### TEXT SHOWN:
__________

This cannot be correct if Y is defined to be factor income in terms of
cash flow, that is to say, in terms of purchasing power placed into
the hands of final consumers.
[Clifford Poirot]
This definition *must* be true, or you simply disagree with the
terms as defined and understood in common usage among economists. That is to
say, you do not accept standard and conventional forms of national income
accounts. A critique of national income accounting would certainly be
relevant, but I feel that the burden is on you to specify how and why you
develop this critique.
----------
A point of clarification: I take it from this that you accept that
the statement "Y is defined to be factor income in terms of cash
flow, that is to say, in terms of purchasing power placed into
the hands of final consumers" is correct.
Yes?
----------
[Clifford Poirot]
...To Keynes, equilibrium was a condition where all the incentives
were to continue on.
----------
Whatever that means. You said before that "in equilibrium" Y = AE, Y
= C + I, S = I, etc.
If, however, investing and saving are actually two totally different
processes, it would be expected that they could never be equal even in
the financial sense, expect by pure chance. If they are two different
processes, they cannot be countervailing forces within the same
process. I think it is a fallacy to regard them as such.

__________

### EXTRACTED DATA:
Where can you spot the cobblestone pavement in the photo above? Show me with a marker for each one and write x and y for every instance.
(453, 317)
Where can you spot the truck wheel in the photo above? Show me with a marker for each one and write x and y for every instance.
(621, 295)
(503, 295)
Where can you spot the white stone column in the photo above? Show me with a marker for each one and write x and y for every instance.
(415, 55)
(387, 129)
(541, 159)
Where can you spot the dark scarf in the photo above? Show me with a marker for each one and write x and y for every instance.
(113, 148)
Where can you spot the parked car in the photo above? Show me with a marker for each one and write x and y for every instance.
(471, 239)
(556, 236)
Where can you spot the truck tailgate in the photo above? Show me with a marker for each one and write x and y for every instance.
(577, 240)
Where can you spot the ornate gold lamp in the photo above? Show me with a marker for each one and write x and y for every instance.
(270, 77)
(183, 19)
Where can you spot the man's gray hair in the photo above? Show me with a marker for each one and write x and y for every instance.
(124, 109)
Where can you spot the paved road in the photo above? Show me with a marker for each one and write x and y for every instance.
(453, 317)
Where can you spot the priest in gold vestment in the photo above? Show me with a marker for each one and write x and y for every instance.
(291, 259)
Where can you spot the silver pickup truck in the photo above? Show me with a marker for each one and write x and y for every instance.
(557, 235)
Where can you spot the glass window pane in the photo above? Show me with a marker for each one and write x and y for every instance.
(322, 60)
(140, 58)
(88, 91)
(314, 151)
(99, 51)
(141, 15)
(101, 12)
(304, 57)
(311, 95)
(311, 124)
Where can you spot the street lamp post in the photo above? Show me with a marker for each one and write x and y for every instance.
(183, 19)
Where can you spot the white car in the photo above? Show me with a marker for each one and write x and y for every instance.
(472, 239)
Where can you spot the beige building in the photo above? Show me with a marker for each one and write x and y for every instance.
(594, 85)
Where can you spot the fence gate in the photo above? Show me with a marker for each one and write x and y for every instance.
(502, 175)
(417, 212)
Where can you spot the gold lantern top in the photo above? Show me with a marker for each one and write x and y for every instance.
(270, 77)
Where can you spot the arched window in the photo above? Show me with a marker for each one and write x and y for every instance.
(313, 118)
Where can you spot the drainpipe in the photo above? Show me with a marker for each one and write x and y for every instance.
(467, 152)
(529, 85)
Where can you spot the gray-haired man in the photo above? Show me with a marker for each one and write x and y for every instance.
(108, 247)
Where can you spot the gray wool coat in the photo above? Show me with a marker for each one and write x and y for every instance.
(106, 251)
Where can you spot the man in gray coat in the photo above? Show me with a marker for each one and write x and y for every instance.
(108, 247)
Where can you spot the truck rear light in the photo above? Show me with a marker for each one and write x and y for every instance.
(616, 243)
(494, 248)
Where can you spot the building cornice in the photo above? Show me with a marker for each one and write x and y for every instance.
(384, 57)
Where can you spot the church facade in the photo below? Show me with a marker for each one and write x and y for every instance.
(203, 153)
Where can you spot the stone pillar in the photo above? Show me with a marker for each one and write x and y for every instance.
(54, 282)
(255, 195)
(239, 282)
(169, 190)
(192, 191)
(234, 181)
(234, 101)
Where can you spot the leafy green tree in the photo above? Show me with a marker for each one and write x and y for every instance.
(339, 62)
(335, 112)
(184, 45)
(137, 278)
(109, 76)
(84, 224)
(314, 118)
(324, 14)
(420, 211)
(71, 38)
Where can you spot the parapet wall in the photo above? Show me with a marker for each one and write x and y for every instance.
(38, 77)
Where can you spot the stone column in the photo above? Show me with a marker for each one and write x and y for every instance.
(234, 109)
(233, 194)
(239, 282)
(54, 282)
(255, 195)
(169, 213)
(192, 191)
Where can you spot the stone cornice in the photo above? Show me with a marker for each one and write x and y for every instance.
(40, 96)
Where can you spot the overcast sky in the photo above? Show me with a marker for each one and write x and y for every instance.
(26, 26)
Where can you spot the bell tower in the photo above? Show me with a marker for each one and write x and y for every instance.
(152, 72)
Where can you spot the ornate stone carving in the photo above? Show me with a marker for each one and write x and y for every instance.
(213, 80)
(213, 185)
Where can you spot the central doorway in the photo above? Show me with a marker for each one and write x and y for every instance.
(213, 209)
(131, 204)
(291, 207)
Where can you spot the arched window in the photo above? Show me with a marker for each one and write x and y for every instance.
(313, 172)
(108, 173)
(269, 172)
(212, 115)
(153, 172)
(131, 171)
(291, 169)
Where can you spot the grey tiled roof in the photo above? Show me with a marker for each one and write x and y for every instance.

__________

### WHAT THIS EXERCISE ASKS:
1: List every equation written out in symbols in the exchange on national income accounting.
2: Retype everything in the exchange on national income accounting from "This cannot be" down to "develop this critique.".
The data that accompany the exchange on national income accounting are separate material.

### RESULTS OF THE TASKS:
1:
Y = AE
Y = C + I
S = I

2:
This cannot be correct if Y is defined to be factor income in terms of
cash flow, that is to say, in terms of purchasing power placed into
the hands of final consumers.
[Clifford Poirot]
This definition *must* be true, or you simply disagree with the
terms as defined and understood in common usage among economists. That is to
say, you do not accept standard and conventional forms of national income
accounts. A critique of national income accounting would certainly be
relevant, but I feel that the burden is on you to specify how and why you
develop this critique.